Write out the records below from the first line through the line containing "Phrase: flower cluster", leaving out any pictures.

Stored items
━━━━━━━━━━━━━━━━━━━━━━━━━━━━━━

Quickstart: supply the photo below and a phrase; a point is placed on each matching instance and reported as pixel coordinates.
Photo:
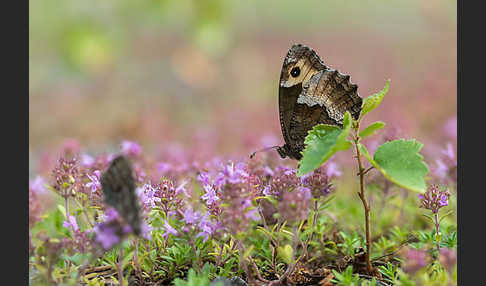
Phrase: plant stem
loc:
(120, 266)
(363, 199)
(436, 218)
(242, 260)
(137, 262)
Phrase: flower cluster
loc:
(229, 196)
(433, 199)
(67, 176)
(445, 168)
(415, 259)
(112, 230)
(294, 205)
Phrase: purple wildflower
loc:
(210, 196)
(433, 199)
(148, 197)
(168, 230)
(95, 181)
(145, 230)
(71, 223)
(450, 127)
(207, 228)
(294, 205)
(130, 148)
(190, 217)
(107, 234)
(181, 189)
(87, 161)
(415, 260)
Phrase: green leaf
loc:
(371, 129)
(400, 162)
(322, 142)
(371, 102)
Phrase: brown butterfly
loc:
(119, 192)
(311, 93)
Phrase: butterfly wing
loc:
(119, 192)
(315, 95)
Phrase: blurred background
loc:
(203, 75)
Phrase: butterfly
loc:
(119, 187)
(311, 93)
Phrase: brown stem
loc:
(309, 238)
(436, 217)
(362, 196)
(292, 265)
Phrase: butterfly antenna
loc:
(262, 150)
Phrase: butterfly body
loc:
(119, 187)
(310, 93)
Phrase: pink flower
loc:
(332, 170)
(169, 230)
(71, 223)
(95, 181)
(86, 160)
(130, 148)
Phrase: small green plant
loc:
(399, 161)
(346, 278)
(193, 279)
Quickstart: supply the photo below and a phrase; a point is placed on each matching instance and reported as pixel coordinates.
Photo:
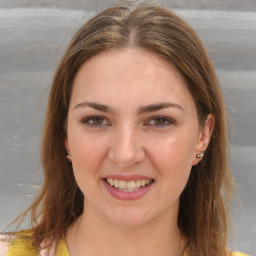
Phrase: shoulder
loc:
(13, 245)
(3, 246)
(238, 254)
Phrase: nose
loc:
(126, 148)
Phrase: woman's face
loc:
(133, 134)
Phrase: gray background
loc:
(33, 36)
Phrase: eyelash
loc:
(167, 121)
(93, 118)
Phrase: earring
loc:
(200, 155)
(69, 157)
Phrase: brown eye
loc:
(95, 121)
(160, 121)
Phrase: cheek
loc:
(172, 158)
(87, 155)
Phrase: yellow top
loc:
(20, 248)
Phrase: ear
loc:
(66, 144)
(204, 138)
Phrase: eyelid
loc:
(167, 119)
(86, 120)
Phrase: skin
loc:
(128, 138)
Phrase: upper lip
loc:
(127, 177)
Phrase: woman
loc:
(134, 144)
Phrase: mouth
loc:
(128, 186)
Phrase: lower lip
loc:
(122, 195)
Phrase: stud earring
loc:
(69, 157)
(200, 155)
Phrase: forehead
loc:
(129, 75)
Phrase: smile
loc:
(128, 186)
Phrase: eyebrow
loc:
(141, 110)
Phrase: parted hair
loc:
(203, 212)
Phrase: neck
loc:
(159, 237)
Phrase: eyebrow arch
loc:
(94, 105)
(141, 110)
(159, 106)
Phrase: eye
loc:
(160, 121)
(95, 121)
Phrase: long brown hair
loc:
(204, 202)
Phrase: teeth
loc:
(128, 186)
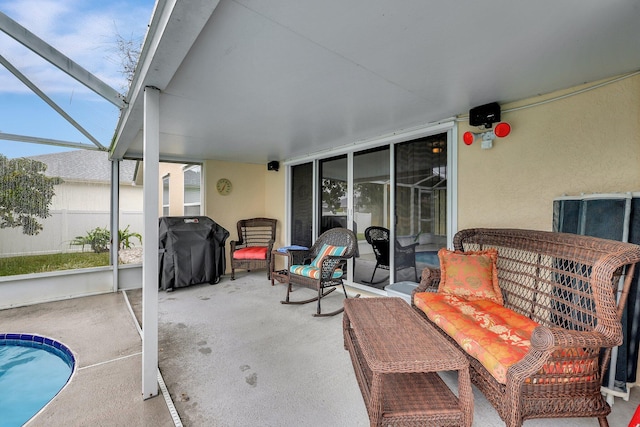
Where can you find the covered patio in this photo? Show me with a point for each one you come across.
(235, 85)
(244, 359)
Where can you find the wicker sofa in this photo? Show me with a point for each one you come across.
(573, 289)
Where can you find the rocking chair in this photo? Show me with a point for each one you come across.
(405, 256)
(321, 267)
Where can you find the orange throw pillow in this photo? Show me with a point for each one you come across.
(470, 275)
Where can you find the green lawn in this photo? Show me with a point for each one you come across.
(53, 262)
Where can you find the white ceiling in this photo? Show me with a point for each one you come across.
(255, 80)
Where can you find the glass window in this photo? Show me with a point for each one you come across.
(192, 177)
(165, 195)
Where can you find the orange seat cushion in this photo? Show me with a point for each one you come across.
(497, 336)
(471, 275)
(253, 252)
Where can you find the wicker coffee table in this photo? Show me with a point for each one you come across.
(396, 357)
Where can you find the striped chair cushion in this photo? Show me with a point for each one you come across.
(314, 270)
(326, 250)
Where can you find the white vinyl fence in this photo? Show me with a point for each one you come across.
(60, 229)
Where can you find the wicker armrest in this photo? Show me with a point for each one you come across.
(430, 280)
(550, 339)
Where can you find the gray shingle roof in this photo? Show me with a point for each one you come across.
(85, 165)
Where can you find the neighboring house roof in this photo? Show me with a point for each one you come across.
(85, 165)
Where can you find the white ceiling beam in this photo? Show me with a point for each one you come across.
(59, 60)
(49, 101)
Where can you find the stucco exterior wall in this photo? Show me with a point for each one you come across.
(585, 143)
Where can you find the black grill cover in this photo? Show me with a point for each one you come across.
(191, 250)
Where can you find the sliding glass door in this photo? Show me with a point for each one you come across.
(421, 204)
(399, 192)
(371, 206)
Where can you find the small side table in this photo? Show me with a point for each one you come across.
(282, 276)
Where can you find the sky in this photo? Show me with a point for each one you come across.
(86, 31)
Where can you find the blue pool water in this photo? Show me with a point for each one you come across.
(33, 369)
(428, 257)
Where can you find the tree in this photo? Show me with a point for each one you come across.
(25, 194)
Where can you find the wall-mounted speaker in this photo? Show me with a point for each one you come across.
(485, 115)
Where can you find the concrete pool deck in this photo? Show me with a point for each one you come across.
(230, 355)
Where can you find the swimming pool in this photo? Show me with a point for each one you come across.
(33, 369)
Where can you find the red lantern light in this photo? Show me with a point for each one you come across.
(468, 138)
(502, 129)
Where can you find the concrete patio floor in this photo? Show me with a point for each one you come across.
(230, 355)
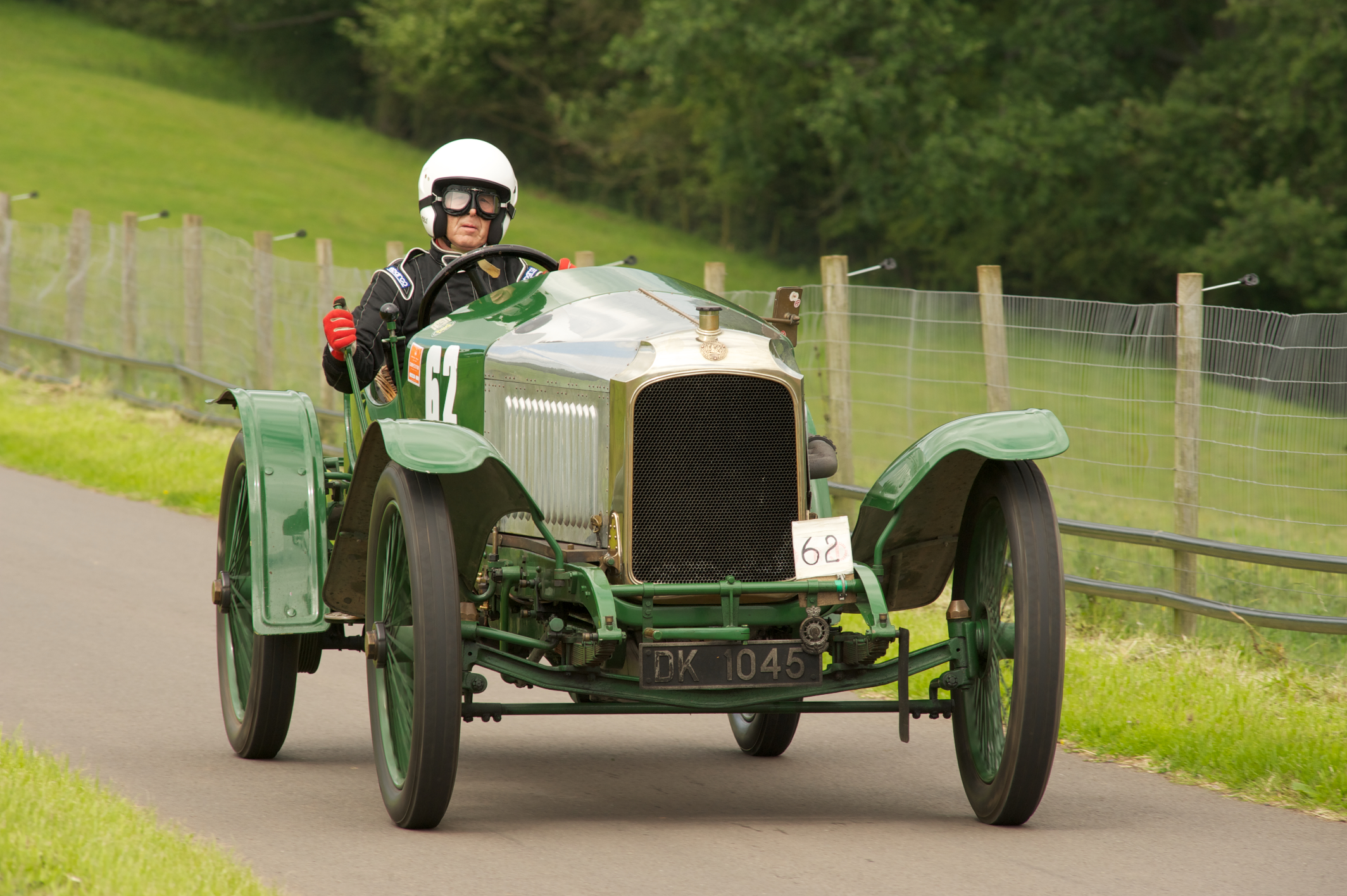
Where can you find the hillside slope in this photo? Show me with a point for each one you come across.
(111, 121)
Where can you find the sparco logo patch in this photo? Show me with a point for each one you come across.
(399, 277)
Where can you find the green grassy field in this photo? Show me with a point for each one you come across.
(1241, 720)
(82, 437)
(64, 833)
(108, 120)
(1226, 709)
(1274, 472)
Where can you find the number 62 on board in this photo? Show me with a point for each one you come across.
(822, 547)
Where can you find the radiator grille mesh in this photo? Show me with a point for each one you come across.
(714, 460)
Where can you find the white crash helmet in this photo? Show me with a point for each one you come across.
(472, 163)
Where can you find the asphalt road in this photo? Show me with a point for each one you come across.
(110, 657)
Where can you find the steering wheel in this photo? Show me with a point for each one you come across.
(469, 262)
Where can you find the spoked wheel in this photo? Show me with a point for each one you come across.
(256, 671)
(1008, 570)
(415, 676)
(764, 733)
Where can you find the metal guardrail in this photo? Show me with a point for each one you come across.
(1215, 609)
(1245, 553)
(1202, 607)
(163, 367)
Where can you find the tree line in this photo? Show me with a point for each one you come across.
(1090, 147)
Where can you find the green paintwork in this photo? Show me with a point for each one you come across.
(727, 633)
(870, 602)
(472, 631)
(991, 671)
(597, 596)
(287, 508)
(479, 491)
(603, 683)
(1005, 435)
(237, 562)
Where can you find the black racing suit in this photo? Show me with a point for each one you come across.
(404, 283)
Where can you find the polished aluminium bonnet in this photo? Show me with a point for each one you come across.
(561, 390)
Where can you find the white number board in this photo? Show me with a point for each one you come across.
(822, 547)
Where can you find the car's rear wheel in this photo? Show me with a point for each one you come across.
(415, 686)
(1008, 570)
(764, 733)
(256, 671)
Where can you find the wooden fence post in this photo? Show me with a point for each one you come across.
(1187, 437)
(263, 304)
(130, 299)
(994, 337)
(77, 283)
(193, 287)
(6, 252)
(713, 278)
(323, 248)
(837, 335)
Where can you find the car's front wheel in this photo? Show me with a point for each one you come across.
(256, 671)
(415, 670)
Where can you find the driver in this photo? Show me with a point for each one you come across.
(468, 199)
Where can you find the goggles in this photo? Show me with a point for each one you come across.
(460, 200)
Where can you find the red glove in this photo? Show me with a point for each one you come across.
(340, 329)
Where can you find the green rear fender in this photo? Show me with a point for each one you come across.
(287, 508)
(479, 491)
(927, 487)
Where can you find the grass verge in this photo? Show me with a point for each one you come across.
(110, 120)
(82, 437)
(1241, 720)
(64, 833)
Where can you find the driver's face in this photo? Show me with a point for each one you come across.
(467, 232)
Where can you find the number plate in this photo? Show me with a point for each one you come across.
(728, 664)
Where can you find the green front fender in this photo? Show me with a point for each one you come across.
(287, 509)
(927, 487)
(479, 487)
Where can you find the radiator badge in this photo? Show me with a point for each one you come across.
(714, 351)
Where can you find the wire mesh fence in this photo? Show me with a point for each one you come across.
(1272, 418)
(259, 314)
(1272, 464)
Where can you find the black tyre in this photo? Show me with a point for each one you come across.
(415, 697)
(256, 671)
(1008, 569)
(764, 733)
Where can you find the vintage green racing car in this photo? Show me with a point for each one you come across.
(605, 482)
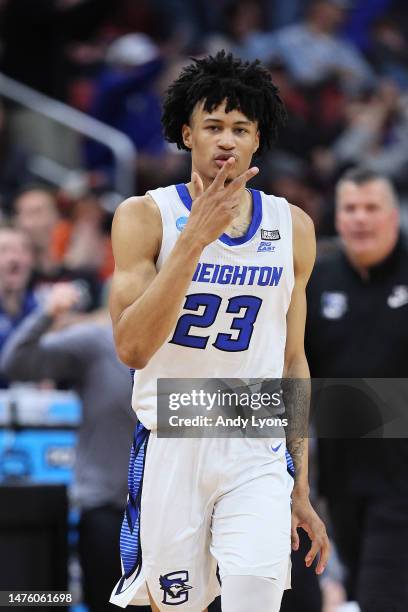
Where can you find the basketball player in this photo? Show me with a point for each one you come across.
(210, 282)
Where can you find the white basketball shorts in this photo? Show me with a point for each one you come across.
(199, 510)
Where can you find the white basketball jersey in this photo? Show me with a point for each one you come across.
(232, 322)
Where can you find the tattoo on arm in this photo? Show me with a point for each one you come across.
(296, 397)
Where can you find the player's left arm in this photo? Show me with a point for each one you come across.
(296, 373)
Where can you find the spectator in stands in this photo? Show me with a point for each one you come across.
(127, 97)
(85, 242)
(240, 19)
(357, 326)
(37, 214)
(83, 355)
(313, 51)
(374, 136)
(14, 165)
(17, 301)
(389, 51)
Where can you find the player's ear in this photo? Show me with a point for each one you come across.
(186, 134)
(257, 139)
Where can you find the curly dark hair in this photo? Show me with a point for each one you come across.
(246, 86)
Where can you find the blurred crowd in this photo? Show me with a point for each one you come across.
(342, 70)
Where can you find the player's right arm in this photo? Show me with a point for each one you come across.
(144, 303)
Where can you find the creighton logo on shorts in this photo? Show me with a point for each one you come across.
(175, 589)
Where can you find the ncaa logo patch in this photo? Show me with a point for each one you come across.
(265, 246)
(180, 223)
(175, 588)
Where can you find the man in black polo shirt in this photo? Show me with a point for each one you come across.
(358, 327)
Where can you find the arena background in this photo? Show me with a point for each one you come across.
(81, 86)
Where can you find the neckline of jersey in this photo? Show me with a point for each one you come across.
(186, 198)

━━━━━━━━━━━━━━━━━━━━━━━━━━━━━━

Response below
Quickstart: supply the photo below and a phrase; a point is placed on each matching instance and reported as pixel coordinates.
Photo:
Phrase: plant stem
loc:
(120, 266)
(363, 199)
(436, 218)
(242, 260)
(137, 262)
Phrase: flower cluster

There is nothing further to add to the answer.